**QUOTED TEXT**
------------------------------

The former Top Gear host runs a 1000-acre site named Diddly Squat in the Cotswolds – a project documented in the Prime Video series, Clarkson’s Farm.

Though Clarkson, 64, has owned the site since 2008, he only began managing it in 2019 after the farmer who previously maintained the land retired.

In a new interview with The Guardian, the Grand Tour star enthusiastically discussed some of the natural processes that affect farming, such as changing levels of rain and snowfall.

Clarkson has previously been criticised for dismissing climate change concerns. In 2022, he inferred that global warming had ended after some days of unusually hot weather, which resulted in the death of his farm’s “big pig”.

When asked about previous remarks dismissing climate change, Clarkson stated that it was merely an element of his brash, car-loving TV persona.

“That was part of the caricature,” he told journalist Charlotte Edwardes. “It was a joke.”

After mocking the voice he used to use on Top Gear, Clarkson added: “Now you think, ‘Jesus Christ, my neighbours over there, they’ve had to replant everything because it’s all drowned.’ I can’t believe it’s not dominating the news agenda… Oh no, wait, it is.”

------------------------------

**WORK TO DO**
#1 Retype the portion of the passage on Clarkson's farm from "The former Top" up to and including "the land retired.".
#2 According to the passage on Clarkson's farm, in what year did Clarkson begin managing the site?

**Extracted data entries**
------------------------------

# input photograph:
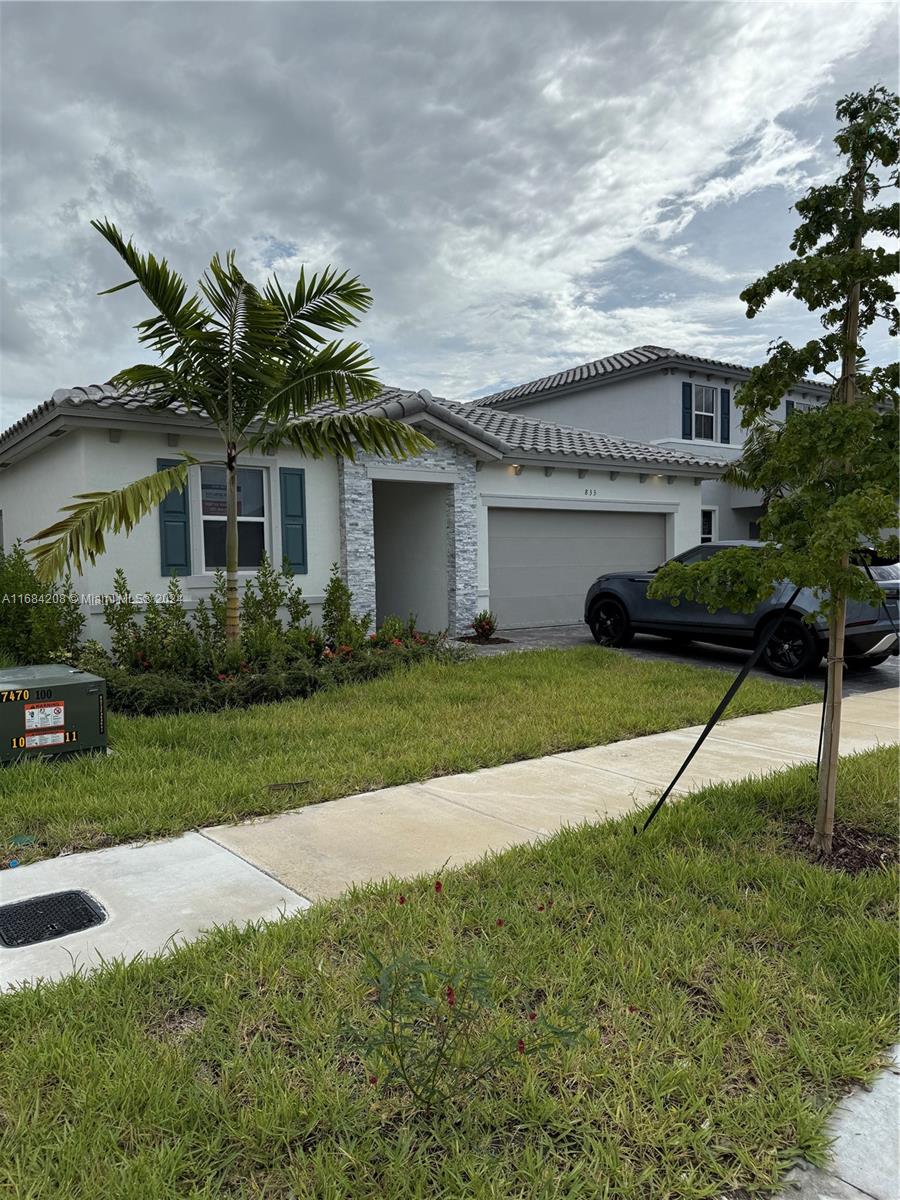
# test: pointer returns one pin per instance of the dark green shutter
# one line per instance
(174, 527)
(293, 517)
(687, 409)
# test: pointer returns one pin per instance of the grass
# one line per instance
(729, 989)
(174, 773)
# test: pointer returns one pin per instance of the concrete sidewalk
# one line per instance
(323, 850)
(864, 1162)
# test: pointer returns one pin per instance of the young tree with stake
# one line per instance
(828, 475)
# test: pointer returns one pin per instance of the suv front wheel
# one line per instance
(792, 651)
(610, 622)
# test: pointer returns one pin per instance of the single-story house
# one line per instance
(507, 511)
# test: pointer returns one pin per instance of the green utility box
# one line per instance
(49, 711)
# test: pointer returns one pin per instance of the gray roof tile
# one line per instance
(523, 435)
(636, 359)
(507, 433)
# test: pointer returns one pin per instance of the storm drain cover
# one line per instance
(42, 918)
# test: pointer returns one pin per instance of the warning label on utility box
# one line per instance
(45, 717)
(55, 738)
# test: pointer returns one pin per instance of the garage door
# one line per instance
(543, 561)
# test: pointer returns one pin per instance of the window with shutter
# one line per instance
(293, 517)
(174, 528)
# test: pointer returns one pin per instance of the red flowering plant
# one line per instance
(484, 625)
(437, 1035)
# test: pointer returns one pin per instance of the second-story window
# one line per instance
(705, 412)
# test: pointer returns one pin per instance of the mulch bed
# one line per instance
(852, 850)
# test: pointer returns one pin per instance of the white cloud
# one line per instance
(485, 169)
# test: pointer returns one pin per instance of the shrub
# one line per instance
(36, 625)
(339, 624)
(172, 663)
(484, 624)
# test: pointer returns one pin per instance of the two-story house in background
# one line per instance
(526, 498)
(666, 399)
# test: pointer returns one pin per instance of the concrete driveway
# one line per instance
(699, 654)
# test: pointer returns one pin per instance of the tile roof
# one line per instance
(505, 433)
(525, 435)
(601, 370)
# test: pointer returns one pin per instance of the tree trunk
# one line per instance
(232, 607)
(831, 741)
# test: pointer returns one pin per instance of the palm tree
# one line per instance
(255, 364)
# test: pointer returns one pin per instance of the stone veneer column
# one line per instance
(462, 546)
(357, 534)
(358, 528)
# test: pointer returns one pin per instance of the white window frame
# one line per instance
(702, 413)
(713, 525)
(201, 517)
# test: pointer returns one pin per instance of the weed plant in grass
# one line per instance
(727, 989)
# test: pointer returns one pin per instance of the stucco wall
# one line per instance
(681, 501)
(33, 491)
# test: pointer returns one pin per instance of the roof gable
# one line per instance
(615, 366)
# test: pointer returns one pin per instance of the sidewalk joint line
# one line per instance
(256, 867)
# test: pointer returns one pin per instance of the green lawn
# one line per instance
(729, 990)
(175, 773)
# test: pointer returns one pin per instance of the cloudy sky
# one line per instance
(523, 187)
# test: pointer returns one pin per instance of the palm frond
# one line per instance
(330, 300)
(345, 433)
(180, 325)
(81, 534)
(339, 372)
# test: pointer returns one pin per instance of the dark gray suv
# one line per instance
(617, 606)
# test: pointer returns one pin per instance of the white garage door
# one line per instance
(543, 561)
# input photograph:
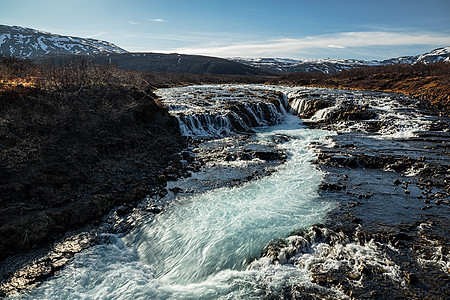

------------------------------

**OUTPUTS FOR THE TASKS**
#1
The former Top Gear host runs a 1000-acre site named Diddly Squat in the Cotswolds – a project documented in the Prime Video series, Clarkson’s Farm.

Though Clarkson, 64, has owned the site since 2008, he only began managing it in 2019 after the farmer who previously maintained the land retired.

#2 2019